TO BE DONE: Rewrite the listing below, swapping "spot" for "locate" everywhere it appears and leaving every other line unchanged. Leave the pictures out of your answer.

DATASET ENTRIES:
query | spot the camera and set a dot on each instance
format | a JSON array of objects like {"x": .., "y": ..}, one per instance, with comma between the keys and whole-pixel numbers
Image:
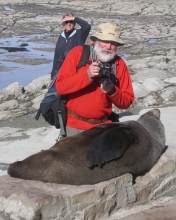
[{"x": 105, "y": 70}]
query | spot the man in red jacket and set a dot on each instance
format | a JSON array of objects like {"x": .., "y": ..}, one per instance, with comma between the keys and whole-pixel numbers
[{"x": 91, "y": 94}]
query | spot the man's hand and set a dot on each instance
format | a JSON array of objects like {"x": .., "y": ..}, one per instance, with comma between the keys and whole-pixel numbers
[
  {"x": 94, "y": 70},
  {"x": 108, "y": 87}
]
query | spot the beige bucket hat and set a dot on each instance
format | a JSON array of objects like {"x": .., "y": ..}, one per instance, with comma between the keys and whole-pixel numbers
[{"x": 107, "y": 32}]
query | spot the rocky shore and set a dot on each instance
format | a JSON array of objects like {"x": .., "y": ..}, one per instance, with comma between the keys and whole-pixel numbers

RESPONSE TO THE EXERCISE:
query | locate the camera and set a dot on each instance
format | a JSON array of objects like {"x": .., "y": ..}, one per instance, with comma between the keys and whole-pixel numbers
Image:
[{"x": 105, "y": 70}]
query | locate the man in red jacket and set a dot on each instance
format | a JSON array of objects like {"x": .., "y": ..}, one per instance, with comma between the keys and whole-pixel numbers
[{"x": 91, "y": 94}]
query | locate the man's hand and set a dot on each instance
format | a JSON array of objects like {"x": .., "y": ..}, one per instance, with comma between the keys and whole-pixel numbers
[
  {"x": 94, "y": 70},
  {"x": 108, "y": 87}
]
query | locate the beige bucket hat and set a dot on each instance
format | a JSON array of objects like {"x": .., "y": ..}, one per instance, with comma between the keys and whole-pixel numbers
[{"x": 107, "y": 32}]
query | locate the rocky shore and set a dot on each instance
format | a JSON array of objects like {"x": .., "y": ..}, one per instance, with comma between the keys and whole-pixel numbers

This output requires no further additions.